* **Exercise directions**
Copy out exactly every line from the line containing "the dog's floppy" until the records below end, inclusive of both boundary lines.

── Data for processing ──

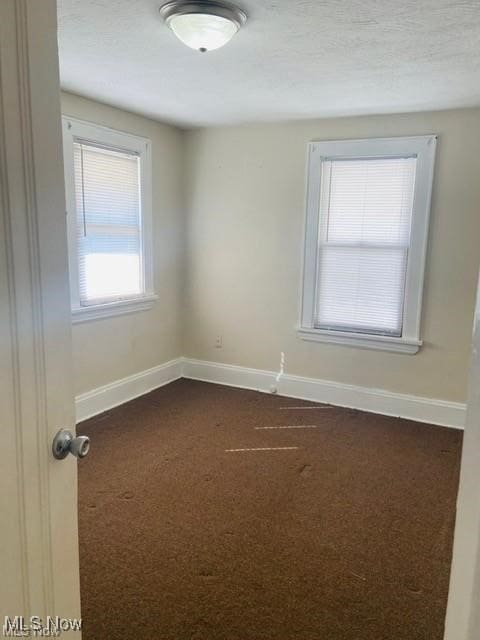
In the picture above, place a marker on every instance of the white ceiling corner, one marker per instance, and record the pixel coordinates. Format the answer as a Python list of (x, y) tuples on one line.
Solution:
[(293, 59)]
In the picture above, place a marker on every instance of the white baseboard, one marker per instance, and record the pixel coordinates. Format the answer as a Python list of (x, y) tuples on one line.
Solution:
[(111, 395), (430, 410)]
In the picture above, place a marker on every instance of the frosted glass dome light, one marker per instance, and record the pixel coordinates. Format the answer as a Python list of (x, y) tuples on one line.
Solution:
[(203, 26)]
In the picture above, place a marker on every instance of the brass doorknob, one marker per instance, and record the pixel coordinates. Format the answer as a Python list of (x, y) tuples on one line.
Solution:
[(64, 443)]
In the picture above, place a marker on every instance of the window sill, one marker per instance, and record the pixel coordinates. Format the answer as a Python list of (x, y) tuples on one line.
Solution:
[(110, 309), (380, 343)]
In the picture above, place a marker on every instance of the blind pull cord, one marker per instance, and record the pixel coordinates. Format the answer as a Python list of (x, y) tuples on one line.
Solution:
[(83, 194)]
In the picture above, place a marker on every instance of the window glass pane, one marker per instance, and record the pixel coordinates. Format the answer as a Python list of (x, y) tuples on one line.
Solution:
[(107, 192)]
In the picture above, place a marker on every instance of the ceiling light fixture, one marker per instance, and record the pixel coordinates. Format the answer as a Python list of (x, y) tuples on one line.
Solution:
[(203, 25)]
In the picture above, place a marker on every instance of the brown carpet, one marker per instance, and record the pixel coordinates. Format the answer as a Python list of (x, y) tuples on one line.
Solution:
[(346, 538)]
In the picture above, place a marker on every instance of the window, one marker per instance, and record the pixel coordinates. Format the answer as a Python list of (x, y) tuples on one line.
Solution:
[(366, 233), (108, 189)]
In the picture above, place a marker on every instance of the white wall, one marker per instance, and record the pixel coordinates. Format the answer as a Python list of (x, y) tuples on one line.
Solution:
[(113, 348), (246, 207)]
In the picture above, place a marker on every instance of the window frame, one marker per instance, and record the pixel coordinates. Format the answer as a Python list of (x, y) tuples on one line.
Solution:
[(423, 148), (79, 130)]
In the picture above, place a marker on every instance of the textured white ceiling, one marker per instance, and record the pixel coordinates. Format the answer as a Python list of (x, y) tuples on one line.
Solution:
[(293, 59)]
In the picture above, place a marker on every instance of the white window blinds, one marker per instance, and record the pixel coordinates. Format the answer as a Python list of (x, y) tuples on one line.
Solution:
[(364, 239), (108, 223)]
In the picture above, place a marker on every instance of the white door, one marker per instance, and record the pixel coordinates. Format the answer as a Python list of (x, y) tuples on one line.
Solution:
[(39, 573), (463, 611)]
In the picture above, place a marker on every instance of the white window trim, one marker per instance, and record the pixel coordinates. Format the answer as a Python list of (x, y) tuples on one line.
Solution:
[(423, 147), (74, 129)]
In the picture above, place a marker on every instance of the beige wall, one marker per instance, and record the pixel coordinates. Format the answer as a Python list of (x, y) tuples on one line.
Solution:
[(246, 202), (112, 348)]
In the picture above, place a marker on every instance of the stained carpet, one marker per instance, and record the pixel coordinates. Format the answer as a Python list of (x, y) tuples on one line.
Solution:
[(347, 537)]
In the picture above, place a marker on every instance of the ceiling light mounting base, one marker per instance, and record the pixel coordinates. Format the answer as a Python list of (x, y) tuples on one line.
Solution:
[(203, 25), (209, 7)]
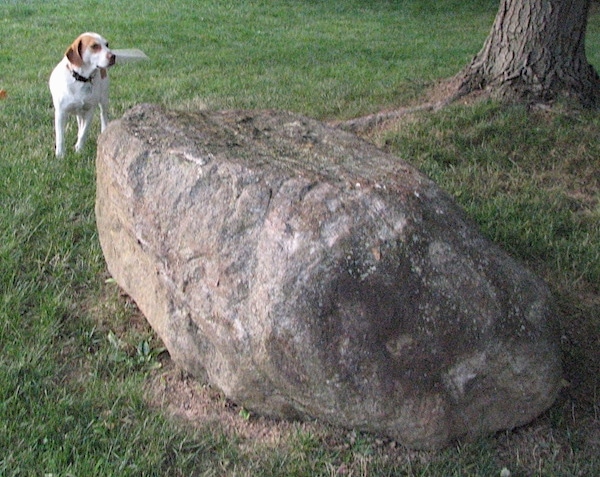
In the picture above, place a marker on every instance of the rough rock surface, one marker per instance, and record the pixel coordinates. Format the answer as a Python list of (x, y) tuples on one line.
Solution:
[(308, 274)]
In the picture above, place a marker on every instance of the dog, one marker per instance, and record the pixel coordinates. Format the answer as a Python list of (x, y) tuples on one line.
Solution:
[(78, 84)]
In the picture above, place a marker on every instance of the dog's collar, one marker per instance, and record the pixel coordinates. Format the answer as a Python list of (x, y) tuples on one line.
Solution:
[(81, 78)]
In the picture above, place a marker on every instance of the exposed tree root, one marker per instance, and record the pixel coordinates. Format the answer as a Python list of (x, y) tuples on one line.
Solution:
[(444, 94)]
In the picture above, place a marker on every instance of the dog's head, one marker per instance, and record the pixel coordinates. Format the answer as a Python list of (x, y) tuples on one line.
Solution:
[(90, 49)]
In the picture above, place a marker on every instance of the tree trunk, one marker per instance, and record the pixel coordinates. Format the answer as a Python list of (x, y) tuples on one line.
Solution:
[(536, 52)]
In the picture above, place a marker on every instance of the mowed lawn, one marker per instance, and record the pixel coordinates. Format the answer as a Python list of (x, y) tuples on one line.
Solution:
[(76, 361)]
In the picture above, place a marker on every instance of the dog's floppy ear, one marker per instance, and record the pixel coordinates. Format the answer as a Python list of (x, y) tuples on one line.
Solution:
[(73, 53)]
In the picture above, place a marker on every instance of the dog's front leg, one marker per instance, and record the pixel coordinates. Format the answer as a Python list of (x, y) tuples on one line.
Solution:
[(84, 122), (103, 115), (60, 121)]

───

* **Problem solution**
In the picture above, place a marker on every instance of the dog's floppy ear, one marker per instance, and record the pixel coordinates. Format the answer as a Python list of (x, y) tuples on one line.
Solution:
[(73, 53)]
In the picture above, place a marker on every instance of the dog's front leg, one marker per instance, and record the pixel coordinates. Format the answer as a Python list of (x, y) tuples on one line.
Solution:
[(84, 122), (103, 115), (60, 121)]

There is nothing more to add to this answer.